_Dataset content_
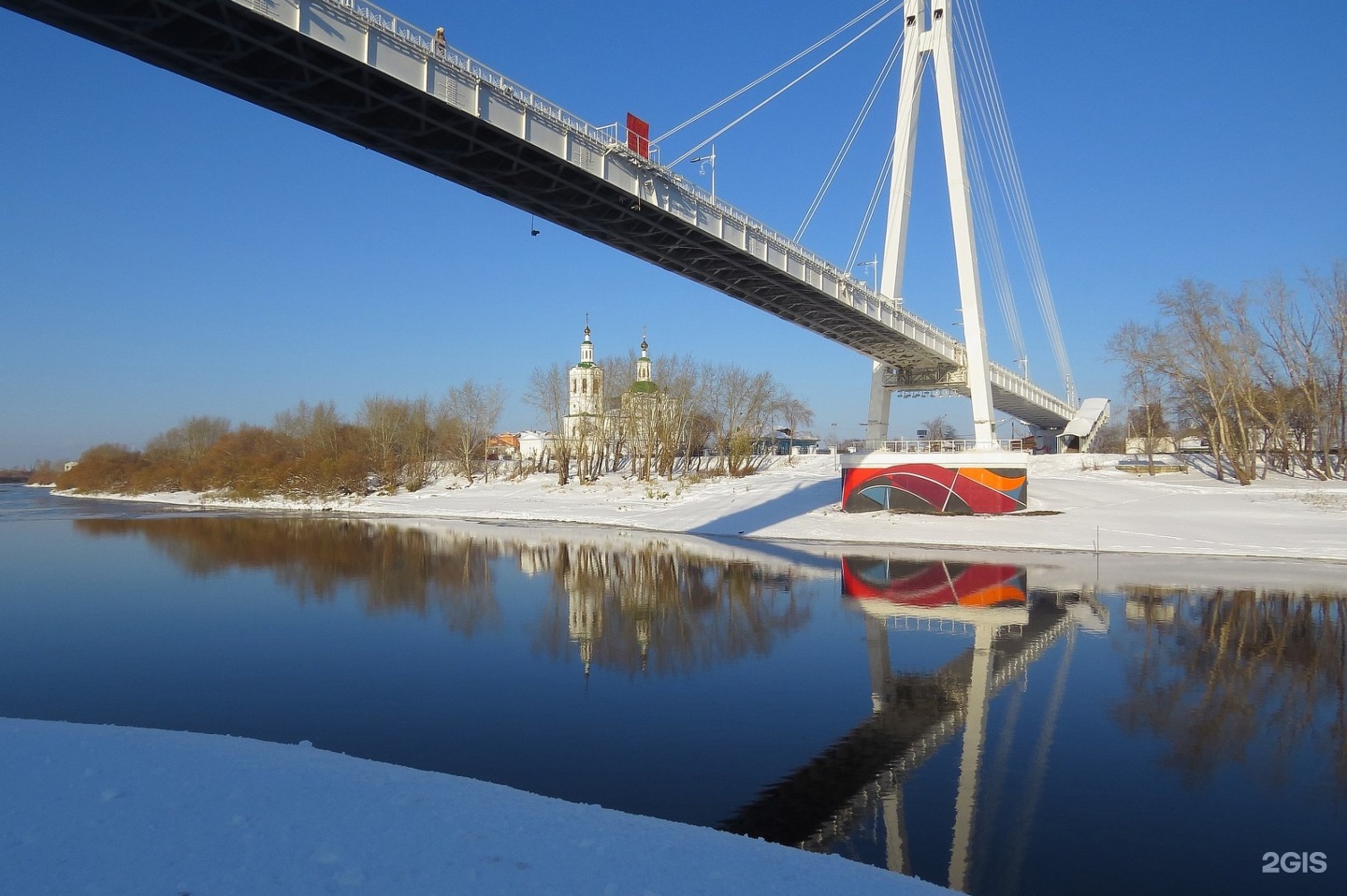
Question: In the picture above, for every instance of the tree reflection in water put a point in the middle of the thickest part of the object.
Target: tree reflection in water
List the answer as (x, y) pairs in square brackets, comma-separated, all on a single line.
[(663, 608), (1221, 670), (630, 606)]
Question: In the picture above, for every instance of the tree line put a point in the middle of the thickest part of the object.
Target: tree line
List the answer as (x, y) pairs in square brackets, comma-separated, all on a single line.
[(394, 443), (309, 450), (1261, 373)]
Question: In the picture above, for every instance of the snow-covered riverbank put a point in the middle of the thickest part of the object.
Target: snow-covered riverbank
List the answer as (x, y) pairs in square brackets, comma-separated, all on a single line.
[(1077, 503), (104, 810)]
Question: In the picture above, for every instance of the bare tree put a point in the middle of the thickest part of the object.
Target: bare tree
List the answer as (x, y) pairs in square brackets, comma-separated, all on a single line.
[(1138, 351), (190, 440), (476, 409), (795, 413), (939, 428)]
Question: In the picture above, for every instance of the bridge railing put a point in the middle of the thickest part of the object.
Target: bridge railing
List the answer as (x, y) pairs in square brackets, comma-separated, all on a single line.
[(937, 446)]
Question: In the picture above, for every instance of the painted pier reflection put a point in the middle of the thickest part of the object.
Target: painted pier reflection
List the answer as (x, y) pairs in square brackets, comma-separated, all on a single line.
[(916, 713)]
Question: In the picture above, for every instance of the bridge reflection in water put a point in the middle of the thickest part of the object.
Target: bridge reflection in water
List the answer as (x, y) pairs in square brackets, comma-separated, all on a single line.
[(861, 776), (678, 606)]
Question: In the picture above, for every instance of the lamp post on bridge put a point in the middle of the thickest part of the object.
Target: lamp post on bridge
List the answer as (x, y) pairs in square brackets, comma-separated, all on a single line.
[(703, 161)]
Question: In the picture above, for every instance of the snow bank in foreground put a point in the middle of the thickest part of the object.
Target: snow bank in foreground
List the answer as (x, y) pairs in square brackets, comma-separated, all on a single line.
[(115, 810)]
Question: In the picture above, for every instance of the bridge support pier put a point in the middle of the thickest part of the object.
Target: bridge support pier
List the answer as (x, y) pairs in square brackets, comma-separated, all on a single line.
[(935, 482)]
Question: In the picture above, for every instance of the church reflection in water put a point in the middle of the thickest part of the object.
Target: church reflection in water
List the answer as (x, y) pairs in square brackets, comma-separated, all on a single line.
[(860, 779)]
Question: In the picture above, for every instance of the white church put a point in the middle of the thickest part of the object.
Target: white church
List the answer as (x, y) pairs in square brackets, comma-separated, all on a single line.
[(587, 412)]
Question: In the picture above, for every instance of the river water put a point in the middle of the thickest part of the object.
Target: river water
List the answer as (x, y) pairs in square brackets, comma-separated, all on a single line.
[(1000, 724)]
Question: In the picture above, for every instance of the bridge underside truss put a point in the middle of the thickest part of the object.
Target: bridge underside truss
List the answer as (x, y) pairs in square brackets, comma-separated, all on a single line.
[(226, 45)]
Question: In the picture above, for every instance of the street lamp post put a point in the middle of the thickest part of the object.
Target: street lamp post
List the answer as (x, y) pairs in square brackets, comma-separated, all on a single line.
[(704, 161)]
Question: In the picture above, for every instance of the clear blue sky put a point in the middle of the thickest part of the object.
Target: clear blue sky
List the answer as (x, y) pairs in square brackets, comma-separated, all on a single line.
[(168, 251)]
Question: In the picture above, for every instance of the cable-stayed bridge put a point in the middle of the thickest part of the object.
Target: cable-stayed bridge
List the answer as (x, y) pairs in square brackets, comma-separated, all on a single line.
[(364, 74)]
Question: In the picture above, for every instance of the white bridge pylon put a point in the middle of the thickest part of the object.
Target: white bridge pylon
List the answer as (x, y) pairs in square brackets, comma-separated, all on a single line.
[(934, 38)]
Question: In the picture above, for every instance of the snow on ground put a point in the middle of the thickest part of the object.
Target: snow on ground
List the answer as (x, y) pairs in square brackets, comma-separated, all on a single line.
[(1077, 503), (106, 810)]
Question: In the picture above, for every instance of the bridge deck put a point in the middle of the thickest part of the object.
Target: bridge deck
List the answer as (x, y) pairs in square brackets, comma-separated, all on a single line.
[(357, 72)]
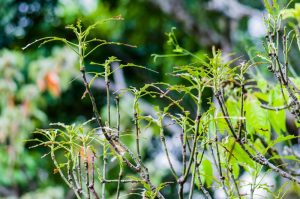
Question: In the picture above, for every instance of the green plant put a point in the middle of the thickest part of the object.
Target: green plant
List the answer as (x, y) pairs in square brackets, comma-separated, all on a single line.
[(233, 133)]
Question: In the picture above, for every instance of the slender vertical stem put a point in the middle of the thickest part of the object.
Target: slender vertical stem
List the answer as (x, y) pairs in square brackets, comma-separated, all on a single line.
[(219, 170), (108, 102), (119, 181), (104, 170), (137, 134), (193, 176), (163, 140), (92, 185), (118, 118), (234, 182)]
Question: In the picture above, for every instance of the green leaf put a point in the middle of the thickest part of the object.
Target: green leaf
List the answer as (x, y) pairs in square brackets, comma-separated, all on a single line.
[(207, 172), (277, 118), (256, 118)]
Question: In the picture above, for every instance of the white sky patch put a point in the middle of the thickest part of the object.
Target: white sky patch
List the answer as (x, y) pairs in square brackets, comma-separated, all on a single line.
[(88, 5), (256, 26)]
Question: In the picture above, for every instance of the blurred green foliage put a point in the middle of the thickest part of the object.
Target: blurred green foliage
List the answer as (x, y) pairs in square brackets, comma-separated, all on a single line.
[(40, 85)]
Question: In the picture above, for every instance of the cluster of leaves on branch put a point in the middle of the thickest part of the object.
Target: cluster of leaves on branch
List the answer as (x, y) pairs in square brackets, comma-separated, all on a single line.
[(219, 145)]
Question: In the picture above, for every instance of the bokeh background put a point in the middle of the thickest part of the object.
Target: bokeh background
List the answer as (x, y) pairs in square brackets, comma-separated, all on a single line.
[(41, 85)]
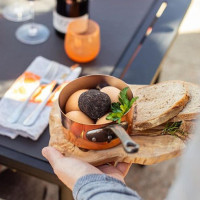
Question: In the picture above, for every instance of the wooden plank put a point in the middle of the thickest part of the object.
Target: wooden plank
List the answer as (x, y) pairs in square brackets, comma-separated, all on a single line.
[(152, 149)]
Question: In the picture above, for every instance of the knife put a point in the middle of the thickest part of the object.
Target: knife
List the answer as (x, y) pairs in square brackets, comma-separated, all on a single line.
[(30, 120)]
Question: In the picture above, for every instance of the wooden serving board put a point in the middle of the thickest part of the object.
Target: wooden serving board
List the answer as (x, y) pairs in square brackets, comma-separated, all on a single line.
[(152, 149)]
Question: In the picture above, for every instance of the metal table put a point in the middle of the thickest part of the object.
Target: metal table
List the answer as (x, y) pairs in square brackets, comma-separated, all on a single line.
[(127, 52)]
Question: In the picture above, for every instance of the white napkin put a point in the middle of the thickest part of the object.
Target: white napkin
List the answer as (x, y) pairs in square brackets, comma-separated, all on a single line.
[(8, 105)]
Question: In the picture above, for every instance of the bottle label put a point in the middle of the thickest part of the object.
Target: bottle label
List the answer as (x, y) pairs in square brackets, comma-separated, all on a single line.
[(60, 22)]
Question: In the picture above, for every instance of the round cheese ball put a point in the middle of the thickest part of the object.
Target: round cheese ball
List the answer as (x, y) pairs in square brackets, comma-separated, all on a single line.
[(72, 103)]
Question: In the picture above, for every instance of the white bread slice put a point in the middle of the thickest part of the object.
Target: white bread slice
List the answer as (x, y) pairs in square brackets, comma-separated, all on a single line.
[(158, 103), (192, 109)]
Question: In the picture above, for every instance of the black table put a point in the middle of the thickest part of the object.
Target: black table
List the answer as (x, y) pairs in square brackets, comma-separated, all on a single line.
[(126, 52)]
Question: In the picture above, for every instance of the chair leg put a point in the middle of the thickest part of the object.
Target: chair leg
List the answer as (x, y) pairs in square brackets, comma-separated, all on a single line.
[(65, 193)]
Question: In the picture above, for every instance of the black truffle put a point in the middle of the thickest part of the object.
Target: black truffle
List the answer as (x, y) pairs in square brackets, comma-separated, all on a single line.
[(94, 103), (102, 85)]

_What to do_
Copy the material above again, starting at the line that contains "the snow bank" and stopping after the line that contains "[(226, 45)]". Keep the requests as they are, but multiply every coordinate in the answers by 2.1 and round each result to a whole number, with halves rounded up.

_Written answer_
Question: In the picture above, for every instance of the snow bank in foreground put a point in the middle of the thickest part of the object.
Target: snow bank in foreground
List the answer as (x, y) pairs in square brackets, comma-separated, all on a single line.
[(242, 1701)]
Question: In the picture above, for every instance of the bridge support pier put a point in the middle of the thickest part of the object.
Target: bridge support pier
List the answer as (x, y) pairs in square brackets, comma-separated, all on a single line.
[(1964, 1012)]
Question: In the picture above, for every instance of the church reflection in water put a point in the middle of the thickest part of the object.
Target: church reflection in water
List the answer as (x, y) pairs in square brackets, comma-separated, all on a single line.
[(1806, 1636)]
Question: In the picture above, for every instance of the white church put a point in the middle of the thickest part of the object.
Target: white church
List the answer as (x, y) pairs in square brackets, comma-separated, all on a single line.
[(1233, 865)]
Question: In the picture above, for every instance of the river water put a point in the middle of the thickest part of the object.
Target: river water
List the answer as (x, y) pairs in square brackets, comma-separated, all on a single line.
[(2100, 1520)]
Question: In the picture above, for every instance of the bridge underside truss put a point in the middle of the thickest part of the object.
Target: bridge underside truss
List the answer as (x, y) pairs in square brackets, comma-separated, all on a single line.
[(475, 95)]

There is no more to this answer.